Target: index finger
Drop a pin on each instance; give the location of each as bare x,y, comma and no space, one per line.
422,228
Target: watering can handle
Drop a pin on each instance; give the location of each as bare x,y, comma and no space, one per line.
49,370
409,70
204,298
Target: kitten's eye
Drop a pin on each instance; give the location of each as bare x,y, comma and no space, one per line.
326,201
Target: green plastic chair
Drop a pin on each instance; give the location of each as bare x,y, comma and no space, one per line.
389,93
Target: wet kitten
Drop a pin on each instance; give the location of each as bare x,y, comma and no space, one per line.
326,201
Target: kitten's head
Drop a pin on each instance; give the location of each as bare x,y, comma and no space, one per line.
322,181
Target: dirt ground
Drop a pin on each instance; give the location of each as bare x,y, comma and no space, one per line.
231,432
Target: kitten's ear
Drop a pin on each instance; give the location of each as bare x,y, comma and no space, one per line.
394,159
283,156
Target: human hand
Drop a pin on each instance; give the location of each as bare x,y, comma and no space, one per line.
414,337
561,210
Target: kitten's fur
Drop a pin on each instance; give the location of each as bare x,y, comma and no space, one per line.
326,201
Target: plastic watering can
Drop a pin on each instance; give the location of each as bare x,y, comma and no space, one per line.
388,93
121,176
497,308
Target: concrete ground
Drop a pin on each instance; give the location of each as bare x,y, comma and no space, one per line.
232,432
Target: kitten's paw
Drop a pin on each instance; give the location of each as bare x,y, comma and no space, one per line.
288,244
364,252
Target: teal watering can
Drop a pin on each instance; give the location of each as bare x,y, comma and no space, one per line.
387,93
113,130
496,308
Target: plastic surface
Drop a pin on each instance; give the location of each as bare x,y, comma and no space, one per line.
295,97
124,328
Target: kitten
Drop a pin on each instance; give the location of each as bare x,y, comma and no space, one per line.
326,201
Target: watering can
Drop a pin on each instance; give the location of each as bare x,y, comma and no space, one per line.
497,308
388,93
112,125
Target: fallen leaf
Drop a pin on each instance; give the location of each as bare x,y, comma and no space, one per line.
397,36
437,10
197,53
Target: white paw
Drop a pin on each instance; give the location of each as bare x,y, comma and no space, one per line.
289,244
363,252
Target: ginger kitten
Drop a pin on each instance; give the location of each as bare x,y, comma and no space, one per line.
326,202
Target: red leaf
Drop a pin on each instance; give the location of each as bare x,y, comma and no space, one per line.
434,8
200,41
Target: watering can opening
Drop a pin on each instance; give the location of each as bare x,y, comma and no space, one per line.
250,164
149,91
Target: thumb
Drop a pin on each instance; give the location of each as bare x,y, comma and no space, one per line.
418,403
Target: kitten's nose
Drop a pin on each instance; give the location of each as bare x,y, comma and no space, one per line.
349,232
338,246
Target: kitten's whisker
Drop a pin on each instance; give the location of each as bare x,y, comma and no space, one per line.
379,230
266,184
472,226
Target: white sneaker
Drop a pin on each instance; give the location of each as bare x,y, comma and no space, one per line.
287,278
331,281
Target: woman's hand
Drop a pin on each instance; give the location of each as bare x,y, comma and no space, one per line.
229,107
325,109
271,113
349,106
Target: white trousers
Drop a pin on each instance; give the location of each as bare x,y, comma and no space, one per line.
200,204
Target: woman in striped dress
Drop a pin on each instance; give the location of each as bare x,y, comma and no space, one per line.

* * * * *

== WHAT THE TASK REQUIRES ==
Rewrite all the rows above, swapping "Drop a pin" for "Place a marker" wherever it occurs and leaving every other word as it is.

== TASK SOLUTION ==
Target: index finger
Place a marker on each instance; give the location of each as bare x,y, comma and no space, one per line.
422,228
Target: watering can handle
Place a marker on each instance; give the location of each as bare x,y, comma and no space, one per line.
49,370
409,70
204,298
Target: kitten's eye
Place a marker on each instance; give the location of each as bare x,y, comma and no space, one per line.
326,201
Target: green plastic chair
Place a marker on each instance; give the location of each as bare x,y, comma and no space, one per line.
389,93
Target: wet kitten
Place a marker on each instance; give the location of each as bare x,y, comma and no space, one per line.
326,201
Target: kitten's head
Place a marker on each instance; give the location of each as bare x,y, comma and no space, one per line.
322,181
Target: dirt ground
Place a marker on each instance; give the location of each as bare x,y, comma and no space, one per line.
231,432
Target: kitten's ear
Place a marker on each instance; give the location of each as bare x,y, comma and no space, one per line.
394,159
283,156
Target: human hand
Place a marker on each instance; give the location of each as bare x,y, comma and no space, one per line.
414,337
561,210
Target: kitten's fur
Place a marker on each instance; give the location of each as bare x,y, comma and no space, one per line.
326,201
Target: plastic watering can
Place a marker on each instance; give the location of each as bare x,y, comma and no space, one per line.
388,93
121,176
497,308
Target: concrete ground
Place a marker on each instance; give the location of each as bare x,y, comma and no space, one per line.
232,432
Target: kitten's paw
Place a marker on each instance; give the location of each as bare x,y, comma and no space, one per line.
288,244
364,252
Target: teal watering can
Place a marker on each instance; give the location of each as bare x,y, comma and no space, one per line.
387,93
113,130
496,308
Target: plastic surface
Place a marker on each instance; give the location of each as bare x,y, comma and no space, one per line.
295,97
124,328
Target: kitten
Place a marker on each instance; give the location of each as bare x,y, comma and no space, one per line.
326,201
Target: watering can
Place a marker on each instance; give the location of each as bare x,y, comma and no space, one per line.
497,308
388,93
112,125
Target: fallen leaf
Place a marker on each instance; give the location of each as bare x,y, comma and no space, one per line.
397,36
437,10
197,53
Target: white paw
Place a marker on each instance; give the location of each as bare x,y, comma and no space, one per line.
289,244
363,252
Target: ginger kitten
Place a marker on each instance; give the location of each as bare x,y, comma and no space, one per line.
326,202
Target: red leaf
Place a marker on each instance; give the location of each as bare x,y, comma and no space, one per line.
434,8
200,41
Target: watering can opening
Place a marker on each instance; give the location of each as bare x,y, comma and no space, one per line.
250,164
149,91
Target: thumb
Place a marker on each instance; give the location of each as bare x,y, comma and no space, one per line.
418,403
Target: kitten's nose
Place a marker on each instance; give the location of each as bare x,y, comma and no space, one per line.
349,232
338,246
Target: kitten's whisker
Place a marker on each instance; give the location of each as bare x,y, comma and no space, one per line.
379,230
266,184
472,226
Target: white sneaker
Place a marker on each instance; give the location of each as bare x,y, comma and no space, one per line.
287,278
331,281
Target: woman's hand
Place a marker on each instance; give the location of each as bare x,y, comma and no space, one per line.
229,107
325,109
271,113
349,106
Target: white trousers
Place a marker on each instance; give the location of each as bare x,y, comma and no space, one per line.
200,204
Target: woman in striped dress
Place a marker on each instance; give the location of each as bare x,y, comma and no space, one per line.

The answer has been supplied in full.